The expected output is a verbatim reprint of the lines from the beginning of the data that follows through the line that contains "One marker per instance of the meadow".

Data to process:
* * *

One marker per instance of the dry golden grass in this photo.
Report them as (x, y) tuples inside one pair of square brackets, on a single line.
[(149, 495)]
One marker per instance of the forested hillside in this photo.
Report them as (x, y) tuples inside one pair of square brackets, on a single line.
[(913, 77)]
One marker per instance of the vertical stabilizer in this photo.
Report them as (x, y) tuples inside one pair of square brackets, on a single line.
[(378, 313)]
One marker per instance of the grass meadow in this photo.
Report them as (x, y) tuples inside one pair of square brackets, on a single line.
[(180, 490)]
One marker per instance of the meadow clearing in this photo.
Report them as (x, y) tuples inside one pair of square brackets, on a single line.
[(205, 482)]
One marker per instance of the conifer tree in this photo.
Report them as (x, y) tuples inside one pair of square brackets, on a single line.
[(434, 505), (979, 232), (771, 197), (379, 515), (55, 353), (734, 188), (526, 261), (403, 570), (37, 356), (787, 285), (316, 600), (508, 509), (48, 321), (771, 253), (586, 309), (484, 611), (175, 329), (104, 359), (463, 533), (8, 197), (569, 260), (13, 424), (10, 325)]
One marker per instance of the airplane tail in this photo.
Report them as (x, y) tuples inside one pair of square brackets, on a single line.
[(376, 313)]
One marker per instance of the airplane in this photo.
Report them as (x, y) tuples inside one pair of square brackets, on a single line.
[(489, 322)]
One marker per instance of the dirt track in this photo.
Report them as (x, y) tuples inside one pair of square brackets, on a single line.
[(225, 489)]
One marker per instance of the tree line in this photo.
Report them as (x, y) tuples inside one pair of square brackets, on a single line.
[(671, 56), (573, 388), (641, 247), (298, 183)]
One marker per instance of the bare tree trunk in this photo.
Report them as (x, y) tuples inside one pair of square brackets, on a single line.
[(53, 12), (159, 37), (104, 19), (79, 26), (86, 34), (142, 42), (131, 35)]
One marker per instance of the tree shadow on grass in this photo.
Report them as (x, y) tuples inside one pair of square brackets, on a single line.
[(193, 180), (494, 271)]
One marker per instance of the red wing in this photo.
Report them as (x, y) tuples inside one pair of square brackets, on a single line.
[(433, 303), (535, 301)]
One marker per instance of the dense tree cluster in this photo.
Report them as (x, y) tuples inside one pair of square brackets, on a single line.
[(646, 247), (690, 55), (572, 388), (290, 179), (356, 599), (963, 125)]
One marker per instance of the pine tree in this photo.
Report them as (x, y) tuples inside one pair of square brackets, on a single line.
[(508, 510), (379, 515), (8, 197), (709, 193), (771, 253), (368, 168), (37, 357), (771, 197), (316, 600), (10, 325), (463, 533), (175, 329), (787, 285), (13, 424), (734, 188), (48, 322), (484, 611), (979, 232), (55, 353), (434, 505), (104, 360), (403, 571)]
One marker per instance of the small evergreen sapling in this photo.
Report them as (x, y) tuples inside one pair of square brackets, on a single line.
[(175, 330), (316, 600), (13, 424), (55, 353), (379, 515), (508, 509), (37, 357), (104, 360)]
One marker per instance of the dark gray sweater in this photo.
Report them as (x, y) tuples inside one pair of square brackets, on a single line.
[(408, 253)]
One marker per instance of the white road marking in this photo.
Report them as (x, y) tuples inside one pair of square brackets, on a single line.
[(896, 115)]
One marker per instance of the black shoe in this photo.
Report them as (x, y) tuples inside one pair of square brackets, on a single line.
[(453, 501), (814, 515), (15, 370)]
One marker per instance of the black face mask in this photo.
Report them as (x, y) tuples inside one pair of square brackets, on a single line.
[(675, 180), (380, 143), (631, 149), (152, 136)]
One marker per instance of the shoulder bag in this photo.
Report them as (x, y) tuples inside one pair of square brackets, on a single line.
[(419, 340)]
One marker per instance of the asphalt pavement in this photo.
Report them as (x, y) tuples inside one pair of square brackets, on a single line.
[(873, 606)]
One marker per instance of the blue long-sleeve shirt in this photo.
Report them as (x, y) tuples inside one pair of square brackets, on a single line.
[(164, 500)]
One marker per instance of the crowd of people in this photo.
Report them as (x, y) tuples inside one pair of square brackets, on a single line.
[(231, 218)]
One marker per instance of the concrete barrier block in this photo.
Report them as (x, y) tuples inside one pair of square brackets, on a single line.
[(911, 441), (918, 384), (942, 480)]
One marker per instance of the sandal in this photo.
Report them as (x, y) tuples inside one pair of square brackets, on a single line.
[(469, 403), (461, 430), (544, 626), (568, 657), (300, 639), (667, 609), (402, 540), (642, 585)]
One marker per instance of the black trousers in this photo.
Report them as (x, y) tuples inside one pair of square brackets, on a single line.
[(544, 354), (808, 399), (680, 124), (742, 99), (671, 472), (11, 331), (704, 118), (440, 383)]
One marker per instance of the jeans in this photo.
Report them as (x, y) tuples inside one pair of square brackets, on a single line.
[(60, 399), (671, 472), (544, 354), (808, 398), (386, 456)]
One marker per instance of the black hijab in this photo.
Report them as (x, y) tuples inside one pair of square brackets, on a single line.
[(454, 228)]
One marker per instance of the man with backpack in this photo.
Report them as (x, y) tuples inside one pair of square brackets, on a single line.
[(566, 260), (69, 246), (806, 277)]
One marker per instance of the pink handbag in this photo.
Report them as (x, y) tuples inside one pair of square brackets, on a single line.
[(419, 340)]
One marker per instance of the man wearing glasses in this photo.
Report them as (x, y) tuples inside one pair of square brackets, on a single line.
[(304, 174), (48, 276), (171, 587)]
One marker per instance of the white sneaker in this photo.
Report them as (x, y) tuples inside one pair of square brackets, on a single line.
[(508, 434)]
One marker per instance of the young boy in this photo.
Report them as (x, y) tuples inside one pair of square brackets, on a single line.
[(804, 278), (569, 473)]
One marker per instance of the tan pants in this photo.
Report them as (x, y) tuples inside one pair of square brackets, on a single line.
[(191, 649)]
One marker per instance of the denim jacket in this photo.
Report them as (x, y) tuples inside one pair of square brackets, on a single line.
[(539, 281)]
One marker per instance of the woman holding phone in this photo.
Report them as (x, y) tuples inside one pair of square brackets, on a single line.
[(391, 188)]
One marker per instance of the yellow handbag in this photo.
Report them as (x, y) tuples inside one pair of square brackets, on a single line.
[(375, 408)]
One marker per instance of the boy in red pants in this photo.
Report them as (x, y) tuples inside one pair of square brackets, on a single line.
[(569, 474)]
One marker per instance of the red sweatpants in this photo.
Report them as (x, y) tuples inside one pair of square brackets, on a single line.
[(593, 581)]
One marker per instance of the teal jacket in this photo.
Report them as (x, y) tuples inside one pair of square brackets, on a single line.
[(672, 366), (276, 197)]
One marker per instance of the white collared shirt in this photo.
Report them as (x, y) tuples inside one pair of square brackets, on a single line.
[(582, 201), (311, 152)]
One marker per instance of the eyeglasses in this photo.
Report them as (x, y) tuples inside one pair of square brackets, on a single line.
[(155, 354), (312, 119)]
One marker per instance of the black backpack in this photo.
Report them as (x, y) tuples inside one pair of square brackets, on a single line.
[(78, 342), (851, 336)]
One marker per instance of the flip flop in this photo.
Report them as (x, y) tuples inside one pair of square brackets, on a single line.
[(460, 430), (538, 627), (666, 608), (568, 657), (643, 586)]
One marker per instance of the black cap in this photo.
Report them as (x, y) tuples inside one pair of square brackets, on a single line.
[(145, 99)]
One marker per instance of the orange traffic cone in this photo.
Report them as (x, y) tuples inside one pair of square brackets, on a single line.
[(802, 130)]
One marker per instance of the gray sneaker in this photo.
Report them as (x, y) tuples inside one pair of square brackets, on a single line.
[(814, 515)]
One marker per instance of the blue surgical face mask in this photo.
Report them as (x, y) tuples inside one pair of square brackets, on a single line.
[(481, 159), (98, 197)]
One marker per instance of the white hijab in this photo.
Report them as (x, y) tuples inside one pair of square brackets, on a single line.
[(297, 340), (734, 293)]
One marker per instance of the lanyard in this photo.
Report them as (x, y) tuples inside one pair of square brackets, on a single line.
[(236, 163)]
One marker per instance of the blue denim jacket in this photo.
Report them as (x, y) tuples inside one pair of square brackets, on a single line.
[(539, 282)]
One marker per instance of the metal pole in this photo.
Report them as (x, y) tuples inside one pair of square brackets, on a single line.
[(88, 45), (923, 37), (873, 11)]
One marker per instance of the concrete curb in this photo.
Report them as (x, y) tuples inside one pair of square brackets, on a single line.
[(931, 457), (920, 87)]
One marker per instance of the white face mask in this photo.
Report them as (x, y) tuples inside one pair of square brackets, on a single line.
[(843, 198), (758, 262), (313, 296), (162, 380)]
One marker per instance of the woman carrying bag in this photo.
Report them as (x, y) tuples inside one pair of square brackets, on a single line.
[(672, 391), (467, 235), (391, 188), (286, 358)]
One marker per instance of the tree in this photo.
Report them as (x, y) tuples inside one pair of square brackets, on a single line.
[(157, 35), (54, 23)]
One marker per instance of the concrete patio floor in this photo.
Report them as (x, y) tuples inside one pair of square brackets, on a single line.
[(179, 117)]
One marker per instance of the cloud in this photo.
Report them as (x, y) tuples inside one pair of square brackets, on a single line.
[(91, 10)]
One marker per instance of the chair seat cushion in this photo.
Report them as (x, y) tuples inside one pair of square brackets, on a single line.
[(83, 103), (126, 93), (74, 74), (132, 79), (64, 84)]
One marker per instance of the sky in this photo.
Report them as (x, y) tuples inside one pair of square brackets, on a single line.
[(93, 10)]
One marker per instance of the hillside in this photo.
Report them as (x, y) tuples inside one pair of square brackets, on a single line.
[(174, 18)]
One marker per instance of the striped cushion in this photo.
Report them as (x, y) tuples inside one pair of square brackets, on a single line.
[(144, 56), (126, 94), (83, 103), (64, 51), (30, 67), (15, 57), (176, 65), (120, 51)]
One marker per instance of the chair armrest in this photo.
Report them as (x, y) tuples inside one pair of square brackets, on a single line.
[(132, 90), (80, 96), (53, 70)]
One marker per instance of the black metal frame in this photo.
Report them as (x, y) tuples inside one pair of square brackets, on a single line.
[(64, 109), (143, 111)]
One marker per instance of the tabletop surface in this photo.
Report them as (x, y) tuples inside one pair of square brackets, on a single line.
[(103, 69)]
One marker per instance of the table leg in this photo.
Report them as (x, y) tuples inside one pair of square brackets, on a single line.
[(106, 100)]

* * *

Solution:
One marker per instance of the dry golden grass in this photo.
Report them as (x, y) tuples inside one pair of square brackets, on a single line.
[(149, 495)]
One marker per instance of the forested hillside in this photo.
Report them as (x, y) tuples inside one pair of square brackets, on a single line.
[(913, 77)]
One marker per instance of the vertical stabilizer in this photo.
Report them as (x, y) tuples inside one pair of square brackets, on a single line.
[(378, 313)]
One marker per instance of the grass meadow in this photo.
Report them as (x, y) tuples inside one pair of square brackets, on a single line.
[(180, 490)]
One marker per instance of the meadow clearing in this photo.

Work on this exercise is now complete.